### Brief
From the passage about downsizing and decluttering, copy out word for word the span that begins with "My Mom used" and stops after "move it back.".

### Given passage

★ ★ ★ ★ ★ ★ ★

My Mom was all into chasing the highest CD rates. So at one time, she had lots of CDs in various amounts at multiple banks. She finally got tired of contacting the banks so that she could get a favorable rollover rate, so she consolidated her CDs into 2-3 banks.

My Mom used to keep a lot of stuff. She had a lot of difficulty throwing things out, despite my brother saying that he had no use for most of it. Prior to downsizing to a smaller abode, she had to throw out even more stuff. She was depressed. She's into her new place, she's moved all the stuff in, got it in their right place...and a water leak that was caused by the condo above hers was not found until the water had flooded a good part of the bedroom and the hallway. Since it was wood, it did permanent damage. She ended up replacing the floor, however, in the meantime, she had to move all the stuff out of the room and into the living room, not far, but enough. She got rid of a bunch more things, no tears or wistfulness this time, because she didn't want to have to move it back.

One day, she decided that she no longer used some clothes. That was removed. Then when comparing the uncluttered closet to the rest of her bedroom, she decided to unclutter the rest. Another few days of toss.

★ ★ ★ ★ ★ ★ ★

Data records
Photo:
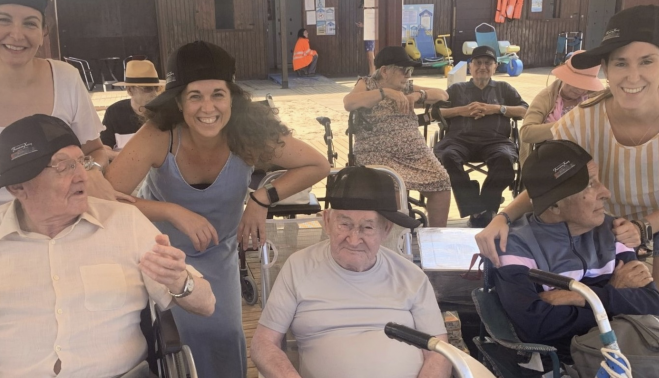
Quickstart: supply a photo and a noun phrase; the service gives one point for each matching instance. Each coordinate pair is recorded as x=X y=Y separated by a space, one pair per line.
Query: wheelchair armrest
x=167 y=333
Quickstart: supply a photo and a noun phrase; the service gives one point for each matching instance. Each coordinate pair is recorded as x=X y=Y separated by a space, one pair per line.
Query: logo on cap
x=562 y=168
x=171 y=77
x=22 y=150
x=613 y=33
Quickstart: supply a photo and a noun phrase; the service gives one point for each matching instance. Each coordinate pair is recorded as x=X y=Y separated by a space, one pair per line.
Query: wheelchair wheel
x=420 y=216
x=250 y=291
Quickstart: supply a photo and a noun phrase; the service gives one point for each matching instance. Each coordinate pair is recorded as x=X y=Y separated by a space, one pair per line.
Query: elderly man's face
x=584 y=211
x=57 y=195
x=355 y=237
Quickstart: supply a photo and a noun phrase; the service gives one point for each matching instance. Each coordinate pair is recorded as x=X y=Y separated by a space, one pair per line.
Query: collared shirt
x=494 y=127
x=76 y=297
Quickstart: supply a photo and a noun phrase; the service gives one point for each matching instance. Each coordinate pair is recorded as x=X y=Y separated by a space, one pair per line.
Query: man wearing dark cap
x=568 y=233
x=337 y=295
x=479 y=130
x=77 y=271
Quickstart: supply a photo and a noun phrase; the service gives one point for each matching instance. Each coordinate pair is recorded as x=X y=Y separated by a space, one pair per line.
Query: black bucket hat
x=362 y=188
x=394 y=55
x=194 y=61
x=636 y=24
x=556 y=169
x=27 y=145
x=39 y=5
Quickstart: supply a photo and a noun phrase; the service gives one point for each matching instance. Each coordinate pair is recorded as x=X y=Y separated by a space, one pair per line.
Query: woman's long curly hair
x=253 y=132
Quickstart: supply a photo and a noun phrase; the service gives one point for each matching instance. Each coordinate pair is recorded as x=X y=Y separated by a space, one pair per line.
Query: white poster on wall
x=329 y=14
x=330 y=28
x=311 y=17
x=369 y=25
x=320 y=28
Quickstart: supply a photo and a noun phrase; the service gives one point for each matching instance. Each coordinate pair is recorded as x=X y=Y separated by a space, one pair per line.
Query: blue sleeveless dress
x=217 y=342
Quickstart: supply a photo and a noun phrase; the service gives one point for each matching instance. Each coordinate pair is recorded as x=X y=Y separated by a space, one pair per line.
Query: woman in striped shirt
x=619 y=128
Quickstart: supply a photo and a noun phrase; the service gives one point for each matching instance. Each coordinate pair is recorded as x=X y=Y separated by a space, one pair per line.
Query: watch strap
x=187 y=287
x=273 y=196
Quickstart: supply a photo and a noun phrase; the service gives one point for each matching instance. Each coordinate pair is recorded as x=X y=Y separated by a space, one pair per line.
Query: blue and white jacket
x=589 y=258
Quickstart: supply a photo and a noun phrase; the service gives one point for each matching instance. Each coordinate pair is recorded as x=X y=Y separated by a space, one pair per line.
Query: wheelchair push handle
x=407 y=335
x=550 y=279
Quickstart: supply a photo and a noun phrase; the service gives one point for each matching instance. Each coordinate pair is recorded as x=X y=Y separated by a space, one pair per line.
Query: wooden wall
x=538 y=38
x=184 y=21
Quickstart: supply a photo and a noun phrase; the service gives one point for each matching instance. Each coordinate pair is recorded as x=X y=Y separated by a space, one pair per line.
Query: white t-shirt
x=78 y=296
x=73 y=105
x=338 y=316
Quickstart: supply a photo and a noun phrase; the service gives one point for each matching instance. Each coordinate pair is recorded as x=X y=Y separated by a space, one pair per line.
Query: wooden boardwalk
x=251 y=314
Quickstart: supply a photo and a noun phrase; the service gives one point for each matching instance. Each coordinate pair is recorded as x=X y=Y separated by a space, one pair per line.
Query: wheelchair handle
x=407 y=335
x=325 y=121
x=550 y=279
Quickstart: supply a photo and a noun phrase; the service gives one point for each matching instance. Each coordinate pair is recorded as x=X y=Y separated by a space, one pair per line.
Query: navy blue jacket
x=589 y=258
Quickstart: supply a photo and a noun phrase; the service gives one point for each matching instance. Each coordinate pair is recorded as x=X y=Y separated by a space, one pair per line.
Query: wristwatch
x=646 y=230
x=273 y=196
x=187 y=288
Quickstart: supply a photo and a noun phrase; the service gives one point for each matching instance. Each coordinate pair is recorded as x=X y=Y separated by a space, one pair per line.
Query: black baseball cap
x=362 y=188
x=481 y=51
x=194 y=61
x=636 y=24
x=556 y=169
x=39 y=5
x=27 y=145
x=394 y=55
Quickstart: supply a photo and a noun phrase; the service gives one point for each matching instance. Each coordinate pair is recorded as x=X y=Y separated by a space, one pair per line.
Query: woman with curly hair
x=198 y=146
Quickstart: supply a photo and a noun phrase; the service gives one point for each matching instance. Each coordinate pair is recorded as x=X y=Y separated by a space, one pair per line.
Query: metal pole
x=284 y=43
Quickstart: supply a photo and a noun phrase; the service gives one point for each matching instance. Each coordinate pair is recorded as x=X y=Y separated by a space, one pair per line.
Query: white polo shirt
x=76 y=297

★ ★ ★ ★ ★ ★ ★

### Task output
My Mom used to keep a lot of stuff. She had a lot of difficulty throwing things out, despite my brother saying that he had no use for most of it. Prior to downsizing to a smaller abode, she had to throw out even more stuff. She was depressed. She's into her new place, she's moved all the stuff in, got it in their right place...and a water leak that was caused by the condo above hers was not found until the water had flooded a good part of the bedroom and the hallway. Since it was wood, it did permanent damage. She ended up replacing the floor, however, in the meantime, she had to move all the stuff out of the room and into the living room, not far, but enough. She got rid of a bunch more things, no tears or wistfulness this time, because she didn't want to have to move it back.